(Photo object pointing records)
* * * *
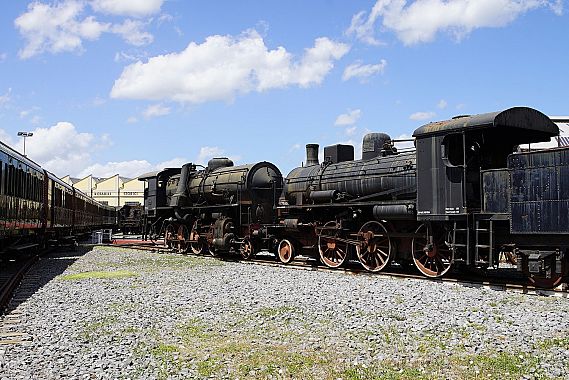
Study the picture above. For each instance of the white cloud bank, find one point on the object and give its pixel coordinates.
(133, 8)
(224, 66)
(349, 118)
(63, 26)
(419, 21)
(361, 71)
(422, 116)
(62, 150)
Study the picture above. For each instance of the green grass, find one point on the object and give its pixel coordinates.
(99, 275)
(502, 366)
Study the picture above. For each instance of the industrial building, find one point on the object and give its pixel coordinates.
(113, 191)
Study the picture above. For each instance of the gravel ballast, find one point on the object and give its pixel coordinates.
(115, 313)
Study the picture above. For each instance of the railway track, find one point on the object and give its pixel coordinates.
(505, 282)
(13, 271)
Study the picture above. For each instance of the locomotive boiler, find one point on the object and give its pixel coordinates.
(222, 207)
(335, 196)
(470, 194)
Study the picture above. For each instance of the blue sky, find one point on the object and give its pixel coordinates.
(125, 86)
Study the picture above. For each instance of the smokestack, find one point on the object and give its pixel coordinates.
(311, 154)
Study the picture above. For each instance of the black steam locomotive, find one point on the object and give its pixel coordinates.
(466, 196)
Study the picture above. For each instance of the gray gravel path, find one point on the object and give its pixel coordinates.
(141, 315)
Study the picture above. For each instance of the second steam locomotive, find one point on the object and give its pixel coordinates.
(466, 196)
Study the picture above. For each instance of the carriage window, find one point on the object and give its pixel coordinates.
(452, 149)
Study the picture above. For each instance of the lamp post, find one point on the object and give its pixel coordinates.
(24, 135)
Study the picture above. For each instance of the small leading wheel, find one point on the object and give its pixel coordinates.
(286, 251)
(374, 250)
(333, 252)
(169, 236)
(196, 244)
(431, 253)
(247, 249)
(183, 237)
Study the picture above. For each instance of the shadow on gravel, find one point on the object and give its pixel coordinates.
(43, 271)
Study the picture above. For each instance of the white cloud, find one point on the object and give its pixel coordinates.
(60, 148)
(363, 29)
(421, 20)
(404, 144)
(350, 131)
(131, 31)
(349, 118)
(62, 26)
(359, 70)
(422, 115)
(56, 28)
(155, 110)
(224, 66)
(133, 8)
(208, 152)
* * * *
DIRECTION
Copy all the data exactly as written, but skip any picture.

CORRECT ANSWER
Study the picture above. For each instance of the white cloud bank, find one point on the object and give its pixel coordinates.
(133, 8)
(224, 66)
(349, 118)
(63, 26)
(419, 21)
(361, 71)
(422, 116)
(62, 150)
Study the picture above. For each instance of the green grass, find one point on the object and give its pixel coordinates.
(99, 275)
(502, 366)
Study the picture above. For each instance of the industrial building, find one point on the object and give its pixel coordinates.
(113, 191)
Study the picture above. For each instance of the gravel ballast, find one point on the object and give its pixel coordinates.
(115, 313)
Study the picture above. For each instance of the railway track, find one point on the object and give its pixel coordinates.
(505, 282)
(13, 271)
Study the picture above. For each instance of the locomotive boiler, find one point on the object and give its pixel coordinates.
(222, 207)
(335, 196)
(470, 194)
Study the picture above. For each instance of the blue sky, find one point on the object and give its pixel coordinates.
(125, 86)
Study the picture above. For each instance of the smokestack, find one point on the object and give its pixel coordinates.
(311, 154)
Study the picture above. For each instance of the black steam locomotive, find one point on the object and give its pixel coordinates.
(466, 196)
Study the picture above. For each instance of the gray gravel path, find one point on the object and give its pixel coordinates.
(141, 315)
Study the picture above. For each instance of the second steam locomotive, find one point on the object and give its pixel coordinates.
(466, 196)
Study the picture above. For each instance of the carriage window, find one point on the object and give its pixel coordinates.
(452, 149)
Study the picture above. For each instance of the lamp post, find one point on the object and give its pixel coordinates.
(24, 135)
Study the picture above. For each instance of the small leading wheel, find one point on the object and give its pixel coordinates.
(286, 251)
(374, 250)
(333, 252)
(169, 236)
(196, 244)
(431, 253)
(247, 249)
(183, 237)
Study the picture above. For each instance of the shadow on gravel, find one point on the object and give its pixel coordinates.
(43, 271)
Study the picture above. For each instance of the white cloud, find one point on the object and give its pixel coordinates.
(60, 148)
(363, 29)
(421, 20)
(404, 144)
(350, 131)
(131, 31)
(349, 118)
(62, 26)
(359, 70)
(422, 115)
(56, 28)
(155, 110)
(224, 66)
(133, 8)
(208, 152)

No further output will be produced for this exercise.